→ Requirement:
Rewrite the material from its start through the line containing "Mark the region", inclusive, putting "leaves" in place of "foliage" and leaving everything else unchanged.

→ Data provided:
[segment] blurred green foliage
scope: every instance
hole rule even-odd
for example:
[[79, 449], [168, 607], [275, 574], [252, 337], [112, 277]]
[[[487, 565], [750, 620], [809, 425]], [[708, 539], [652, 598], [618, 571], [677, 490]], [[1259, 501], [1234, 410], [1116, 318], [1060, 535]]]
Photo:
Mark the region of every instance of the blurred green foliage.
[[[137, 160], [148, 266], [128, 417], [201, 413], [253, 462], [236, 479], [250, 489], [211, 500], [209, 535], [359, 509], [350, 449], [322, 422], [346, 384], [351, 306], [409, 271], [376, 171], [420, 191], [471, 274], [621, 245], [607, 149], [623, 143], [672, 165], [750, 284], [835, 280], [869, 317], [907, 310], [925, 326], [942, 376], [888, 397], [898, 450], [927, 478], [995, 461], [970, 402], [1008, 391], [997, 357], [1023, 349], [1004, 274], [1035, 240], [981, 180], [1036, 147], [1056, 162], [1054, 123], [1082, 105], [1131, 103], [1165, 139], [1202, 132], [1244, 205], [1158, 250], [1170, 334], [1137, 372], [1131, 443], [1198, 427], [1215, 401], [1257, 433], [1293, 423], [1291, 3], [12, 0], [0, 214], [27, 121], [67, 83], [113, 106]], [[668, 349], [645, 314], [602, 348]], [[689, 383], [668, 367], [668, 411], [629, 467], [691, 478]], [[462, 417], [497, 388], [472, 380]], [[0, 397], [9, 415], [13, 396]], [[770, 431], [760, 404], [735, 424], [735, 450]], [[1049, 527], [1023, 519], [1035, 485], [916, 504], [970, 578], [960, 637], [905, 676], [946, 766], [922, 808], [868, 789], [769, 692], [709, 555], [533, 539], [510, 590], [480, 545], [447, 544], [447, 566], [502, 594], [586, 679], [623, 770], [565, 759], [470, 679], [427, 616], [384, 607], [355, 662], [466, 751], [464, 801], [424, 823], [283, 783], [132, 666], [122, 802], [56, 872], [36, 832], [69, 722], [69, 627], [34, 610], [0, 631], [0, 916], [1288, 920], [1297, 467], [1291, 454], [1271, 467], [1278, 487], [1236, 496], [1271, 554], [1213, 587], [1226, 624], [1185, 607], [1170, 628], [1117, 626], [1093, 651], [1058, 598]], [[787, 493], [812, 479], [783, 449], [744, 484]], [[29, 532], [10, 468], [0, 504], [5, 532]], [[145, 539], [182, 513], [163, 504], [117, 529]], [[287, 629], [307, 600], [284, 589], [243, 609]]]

→ Exercise solution:
[segment] blurred green leaves
scope: every instance
hole rule even-odd
for example:
[[79, 449], [168, 607], [275, 574], [252, 337], [112, 277]]
[[[487, 565], [750, 620], [809, 425]], [[708, 539], [652, 598], [618, 571], [677, 490]], [[1259, 501], [1234, 410], [1116, 318], [1060, 535]]]
Photo:
Mark the region of every instance of the blurred green leaves.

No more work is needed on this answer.